WHAT THE TASK REQUIRES – The answer must consist of every line in the data that contains "each".

____

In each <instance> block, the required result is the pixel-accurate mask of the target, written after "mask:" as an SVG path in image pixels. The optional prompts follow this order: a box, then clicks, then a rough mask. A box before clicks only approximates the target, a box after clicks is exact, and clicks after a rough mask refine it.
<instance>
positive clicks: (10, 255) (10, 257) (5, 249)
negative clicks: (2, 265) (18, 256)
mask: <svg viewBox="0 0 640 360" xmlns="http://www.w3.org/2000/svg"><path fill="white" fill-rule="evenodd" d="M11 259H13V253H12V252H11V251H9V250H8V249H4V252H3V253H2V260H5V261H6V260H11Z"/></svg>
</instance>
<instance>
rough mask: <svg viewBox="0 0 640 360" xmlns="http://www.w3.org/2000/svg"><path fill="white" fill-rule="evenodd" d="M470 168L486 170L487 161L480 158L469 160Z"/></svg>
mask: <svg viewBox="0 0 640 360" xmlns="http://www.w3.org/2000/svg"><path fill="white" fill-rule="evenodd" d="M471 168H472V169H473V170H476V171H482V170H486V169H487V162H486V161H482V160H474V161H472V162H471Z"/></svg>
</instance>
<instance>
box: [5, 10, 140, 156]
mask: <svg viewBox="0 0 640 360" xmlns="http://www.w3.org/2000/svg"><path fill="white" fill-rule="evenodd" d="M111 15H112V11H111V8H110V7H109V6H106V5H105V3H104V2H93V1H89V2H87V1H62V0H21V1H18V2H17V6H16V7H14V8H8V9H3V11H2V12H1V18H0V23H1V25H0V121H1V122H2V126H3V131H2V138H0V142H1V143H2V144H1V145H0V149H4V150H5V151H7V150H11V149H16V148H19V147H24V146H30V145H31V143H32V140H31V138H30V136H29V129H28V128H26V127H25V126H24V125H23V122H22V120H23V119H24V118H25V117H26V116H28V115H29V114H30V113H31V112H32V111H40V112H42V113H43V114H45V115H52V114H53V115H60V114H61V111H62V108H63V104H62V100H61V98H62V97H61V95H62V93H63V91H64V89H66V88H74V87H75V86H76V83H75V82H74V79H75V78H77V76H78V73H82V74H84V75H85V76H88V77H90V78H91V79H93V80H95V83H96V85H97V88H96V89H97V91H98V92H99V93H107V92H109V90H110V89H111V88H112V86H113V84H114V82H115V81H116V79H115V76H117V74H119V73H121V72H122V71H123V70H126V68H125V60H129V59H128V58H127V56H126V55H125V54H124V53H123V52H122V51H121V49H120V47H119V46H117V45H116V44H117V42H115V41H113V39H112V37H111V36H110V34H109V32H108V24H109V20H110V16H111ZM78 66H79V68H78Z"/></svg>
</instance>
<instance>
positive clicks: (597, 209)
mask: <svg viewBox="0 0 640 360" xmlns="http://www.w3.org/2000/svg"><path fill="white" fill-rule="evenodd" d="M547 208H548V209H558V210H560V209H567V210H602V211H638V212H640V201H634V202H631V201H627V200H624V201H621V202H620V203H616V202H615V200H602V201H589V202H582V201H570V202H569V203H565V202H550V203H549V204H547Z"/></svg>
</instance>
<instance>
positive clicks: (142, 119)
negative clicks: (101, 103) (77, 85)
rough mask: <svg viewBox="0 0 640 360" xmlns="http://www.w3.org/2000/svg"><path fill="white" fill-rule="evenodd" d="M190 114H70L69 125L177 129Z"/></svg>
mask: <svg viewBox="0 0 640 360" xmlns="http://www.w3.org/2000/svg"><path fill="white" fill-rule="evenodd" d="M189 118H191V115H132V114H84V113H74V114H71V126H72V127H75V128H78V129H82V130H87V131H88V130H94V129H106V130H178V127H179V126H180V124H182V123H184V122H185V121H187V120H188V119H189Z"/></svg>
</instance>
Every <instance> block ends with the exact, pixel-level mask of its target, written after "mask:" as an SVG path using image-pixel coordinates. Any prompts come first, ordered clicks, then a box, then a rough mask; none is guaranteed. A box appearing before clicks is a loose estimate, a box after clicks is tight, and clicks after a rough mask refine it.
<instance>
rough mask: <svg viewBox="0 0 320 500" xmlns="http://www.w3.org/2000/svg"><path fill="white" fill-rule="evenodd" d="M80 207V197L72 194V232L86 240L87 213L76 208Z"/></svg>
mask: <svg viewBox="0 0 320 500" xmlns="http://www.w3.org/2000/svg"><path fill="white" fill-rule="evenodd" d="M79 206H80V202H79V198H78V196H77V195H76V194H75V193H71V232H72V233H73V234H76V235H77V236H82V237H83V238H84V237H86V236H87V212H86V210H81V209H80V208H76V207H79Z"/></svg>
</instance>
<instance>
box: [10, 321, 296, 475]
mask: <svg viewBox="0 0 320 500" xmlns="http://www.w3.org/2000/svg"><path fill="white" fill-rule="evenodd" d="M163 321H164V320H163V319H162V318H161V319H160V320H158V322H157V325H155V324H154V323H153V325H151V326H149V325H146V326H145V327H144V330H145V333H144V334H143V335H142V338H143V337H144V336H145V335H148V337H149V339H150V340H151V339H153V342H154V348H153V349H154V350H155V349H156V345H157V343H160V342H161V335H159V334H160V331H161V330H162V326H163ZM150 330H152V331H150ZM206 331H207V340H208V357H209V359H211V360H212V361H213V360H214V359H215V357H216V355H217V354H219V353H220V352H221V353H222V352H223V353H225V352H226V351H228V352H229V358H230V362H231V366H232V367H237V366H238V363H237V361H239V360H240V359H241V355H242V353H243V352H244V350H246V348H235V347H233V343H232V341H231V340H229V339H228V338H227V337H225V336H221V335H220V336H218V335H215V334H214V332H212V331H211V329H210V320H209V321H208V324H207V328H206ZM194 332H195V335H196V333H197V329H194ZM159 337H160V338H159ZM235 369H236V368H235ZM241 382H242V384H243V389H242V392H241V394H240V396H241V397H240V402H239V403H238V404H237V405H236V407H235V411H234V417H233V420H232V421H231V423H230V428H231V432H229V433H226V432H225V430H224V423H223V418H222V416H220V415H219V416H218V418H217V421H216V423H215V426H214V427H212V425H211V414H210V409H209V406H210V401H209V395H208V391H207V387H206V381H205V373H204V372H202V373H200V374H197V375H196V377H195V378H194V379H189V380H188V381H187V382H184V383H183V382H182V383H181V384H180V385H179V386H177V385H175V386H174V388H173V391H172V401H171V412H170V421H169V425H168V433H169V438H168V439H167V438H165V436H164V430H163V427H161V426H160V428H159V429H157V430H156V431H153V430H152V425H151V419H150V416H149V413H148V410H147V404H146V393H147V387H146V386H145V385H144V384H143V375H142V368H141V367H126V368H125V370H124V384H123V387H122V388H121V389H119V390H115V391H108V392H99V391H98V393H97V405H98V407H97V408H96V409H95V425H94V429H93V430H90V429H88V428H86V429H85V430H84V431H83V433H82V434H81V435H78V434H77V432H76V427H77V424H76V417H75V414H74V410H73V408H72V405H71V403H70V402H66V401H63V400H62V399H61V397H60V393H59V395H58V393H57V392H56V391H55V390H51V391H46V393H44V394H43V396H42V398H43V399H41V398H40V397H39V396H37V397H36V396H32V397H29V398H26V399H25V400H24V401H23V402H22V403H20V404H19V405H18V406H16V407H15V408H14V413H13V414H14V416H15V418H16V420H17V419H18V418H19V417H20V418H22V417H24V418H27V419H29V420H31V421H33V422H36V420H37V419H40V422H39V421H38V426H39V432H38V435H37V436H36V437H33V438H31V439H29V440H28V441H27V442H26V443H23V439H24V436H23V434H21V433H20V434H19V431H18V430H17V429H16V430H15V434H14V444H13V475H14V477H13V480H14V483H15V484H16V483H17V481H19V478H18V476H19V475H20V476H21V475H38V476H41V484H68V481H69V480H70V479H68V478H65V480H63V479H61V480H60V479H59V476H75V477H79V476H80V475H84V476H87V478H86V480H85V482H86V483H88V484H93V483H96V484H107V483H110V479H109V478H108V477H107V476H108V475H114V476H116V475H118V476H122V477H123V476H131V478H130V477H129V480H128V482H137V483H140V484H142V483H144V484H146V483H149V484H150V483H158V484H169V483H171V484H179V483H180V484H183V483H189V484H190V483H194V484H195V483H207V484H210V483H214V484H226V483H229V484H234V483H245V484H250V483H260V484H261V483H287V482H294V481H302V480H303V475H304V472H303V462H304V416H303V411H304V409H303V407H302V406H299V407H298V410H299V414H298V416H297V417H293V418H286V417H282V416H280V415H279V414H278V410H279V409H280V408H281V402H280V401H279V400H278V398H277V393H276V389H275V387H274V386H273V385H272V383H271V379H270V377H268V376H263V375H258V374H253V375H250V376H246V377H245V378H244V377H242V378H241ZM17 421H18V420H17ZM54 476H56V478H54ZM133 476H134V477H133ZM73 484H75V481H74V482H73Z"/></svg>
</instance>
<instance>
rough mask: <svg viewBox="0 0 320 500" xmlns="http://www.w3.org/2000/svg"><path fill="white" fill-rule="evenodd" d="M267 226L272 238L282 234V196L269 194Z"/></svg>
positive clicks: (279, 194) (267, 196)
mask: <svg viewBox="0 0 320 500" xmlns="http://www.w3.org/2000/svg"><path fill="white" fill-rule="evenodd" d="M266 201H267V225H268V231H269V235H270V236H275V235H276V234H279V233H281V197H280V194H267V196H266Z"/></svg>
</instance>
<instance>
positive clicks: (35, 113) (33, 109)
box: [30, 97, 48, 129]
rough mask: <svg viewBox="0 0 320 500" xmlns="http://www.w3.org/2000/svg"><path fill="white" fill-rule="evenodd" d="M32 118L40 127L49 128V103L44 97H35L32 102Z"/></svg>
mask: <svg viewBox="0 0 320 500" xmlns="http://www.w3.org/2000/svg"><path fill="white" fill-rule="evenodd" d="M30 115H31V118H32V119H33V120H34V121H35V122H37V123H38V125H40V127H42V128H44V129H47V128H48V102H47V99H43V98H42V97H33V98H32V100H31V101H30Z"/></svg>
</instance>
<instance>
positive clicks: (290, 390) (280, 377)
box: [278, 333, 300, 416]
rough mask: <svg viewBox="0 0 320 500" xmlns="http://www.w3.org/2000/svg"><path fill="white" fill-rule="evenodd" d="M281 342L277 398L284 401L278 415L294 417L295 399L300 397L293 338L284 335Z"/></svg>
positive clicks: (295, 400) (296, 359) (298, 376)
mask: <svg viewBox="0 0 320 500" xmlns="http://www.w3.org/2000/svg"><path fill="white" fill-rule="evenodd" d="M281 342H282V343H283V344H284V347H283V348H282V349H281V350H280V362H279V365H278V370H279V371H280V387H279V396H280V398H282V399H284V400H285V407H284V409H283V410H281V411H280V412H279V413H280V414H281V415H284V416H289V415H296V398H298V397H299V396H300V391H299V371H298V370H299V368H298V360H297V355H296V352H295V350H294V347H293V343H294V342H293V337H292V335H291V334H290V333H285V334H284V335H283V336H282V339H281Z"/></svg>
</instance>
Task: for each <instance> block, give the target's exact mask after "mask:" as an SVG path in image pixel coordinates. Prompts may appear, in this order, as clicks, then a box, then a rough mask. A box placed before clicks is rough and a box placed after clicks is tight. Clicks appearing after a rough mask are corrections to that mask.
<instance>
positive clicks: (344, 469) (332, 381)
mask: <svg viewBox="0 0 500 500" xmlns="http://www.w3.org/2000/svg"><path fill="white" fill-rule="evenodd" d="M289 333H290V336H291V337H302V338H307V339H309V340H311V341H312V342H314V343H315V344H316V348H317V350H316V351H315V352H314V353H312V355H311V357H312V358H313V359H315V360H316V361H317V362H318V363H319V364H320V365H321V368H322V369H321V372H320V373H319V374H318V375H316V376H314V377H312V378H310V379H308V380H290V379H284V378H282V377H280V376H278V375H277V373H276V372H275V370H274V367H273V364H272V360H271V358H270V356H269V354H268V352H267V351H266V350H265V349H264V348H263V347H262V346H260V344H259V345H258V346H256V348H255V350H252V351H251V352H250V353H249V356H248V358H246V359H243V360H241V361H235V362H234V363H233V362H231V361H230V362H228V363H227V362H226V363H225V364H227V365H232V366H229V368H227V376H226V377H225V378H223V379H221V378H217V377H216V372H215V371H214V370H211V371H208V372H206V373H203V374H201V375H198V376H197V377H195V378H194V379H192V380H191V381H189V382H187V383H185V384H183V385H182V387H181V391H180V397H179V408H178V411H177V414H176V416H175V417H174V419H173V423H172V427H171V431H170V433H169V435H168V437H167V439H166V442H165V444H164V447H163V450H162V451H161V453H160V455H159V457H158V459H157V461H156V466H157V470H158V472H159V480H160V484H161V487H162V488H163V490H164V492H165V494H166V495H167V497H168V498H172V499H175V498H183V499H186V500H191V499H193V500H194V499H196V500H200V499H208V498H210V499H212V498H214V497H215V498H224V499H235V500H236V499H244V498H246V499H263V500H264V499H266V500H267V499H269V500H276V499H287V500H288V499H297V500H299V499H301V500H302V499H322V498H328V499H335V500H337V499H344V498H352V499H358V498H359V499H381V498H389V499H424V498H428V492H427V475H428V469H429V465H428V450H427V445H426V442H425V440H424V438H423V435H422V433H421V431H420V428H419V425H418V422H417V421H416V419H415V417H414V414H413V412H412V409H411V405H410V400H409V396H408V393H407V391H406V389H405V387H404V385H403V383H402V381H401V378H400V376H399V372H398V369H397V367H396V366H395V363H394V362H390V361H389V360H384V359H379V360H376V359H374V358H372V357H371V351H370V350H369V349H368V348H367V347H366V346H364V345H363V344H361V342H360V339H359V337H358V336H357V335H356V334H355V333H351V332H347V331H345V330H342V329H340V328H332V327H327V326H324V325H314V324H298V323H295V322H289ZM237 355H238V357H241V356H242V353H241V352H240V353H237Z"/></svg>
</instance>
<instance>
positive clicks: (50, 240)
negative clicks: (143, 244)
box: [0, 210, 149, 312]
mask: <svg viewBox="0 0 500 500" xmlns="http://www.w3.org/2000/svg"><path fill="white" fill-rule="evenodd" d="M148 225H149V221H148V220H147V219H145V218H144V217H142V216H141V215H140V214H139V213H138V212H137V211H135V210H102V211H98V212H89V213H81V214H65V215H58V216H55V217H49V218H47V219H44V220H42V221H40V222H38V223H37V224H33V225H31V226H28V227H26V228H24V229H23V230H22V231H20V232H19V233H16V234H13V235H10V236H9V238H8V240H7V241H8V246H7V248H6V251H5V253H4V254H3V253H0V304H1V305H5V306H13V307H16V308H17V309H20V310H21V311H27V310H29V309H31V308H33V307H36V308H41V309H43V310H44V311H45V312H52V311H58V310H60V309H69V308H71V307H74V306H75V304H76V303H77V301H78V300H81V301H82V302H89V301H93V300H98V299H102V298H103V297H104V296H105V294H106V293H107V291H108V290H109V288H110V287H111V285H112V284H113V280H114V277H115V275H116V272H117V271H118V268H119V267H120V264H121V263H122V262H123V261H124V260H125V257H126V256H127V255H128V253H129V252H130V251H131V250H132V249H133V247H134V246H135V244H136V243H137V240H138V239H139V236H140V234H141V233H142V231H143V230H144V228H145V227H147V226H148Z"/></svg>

____

EXPECTED OUTPUT –
In each <instance> block, the required result is the pixel-accurate mask of the target, written after "mask:" as an SVG path in image pixels. The optional prompts follow this order: a box, then clicks, then a rough mask. A box before clicks only approximates the target, a box after clicks is exact, and clicks after a rough mask refine it.
Task: for each <instance> block, give the target's exact mask after "mask:" as an SVG path in image pixel coordinates. Prompts may appear, in this order, as clicks, then a box, then a rough mask. A box placed before clicks is rough and a box placed after clicks is tight. Clicks appearing after a rough mask are corrections to that mask.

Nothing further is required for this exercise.